**Given request:**
Rewrite each line of the records below as a JSON list of strings, one string per line, omitting blank lines. Leave the pictures out of your answer.

(Excerpts of pointing data)
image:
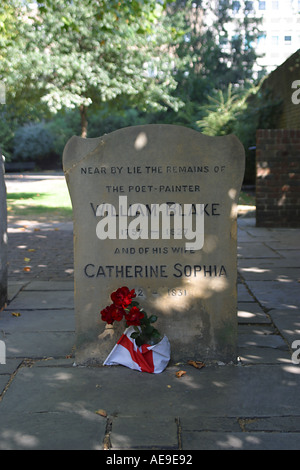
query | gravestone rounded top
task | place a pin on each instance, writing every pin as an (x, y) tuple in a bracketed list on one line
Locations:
[(155, 209)]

**Output:**
[
  "image:",
  "query | gravestone rounded top",
  "task | place a pin on each instance, writing every pin as an (x, y) tuple in a bracketed list on one line",
  "Locations:",
  "[(155, 209)]"
]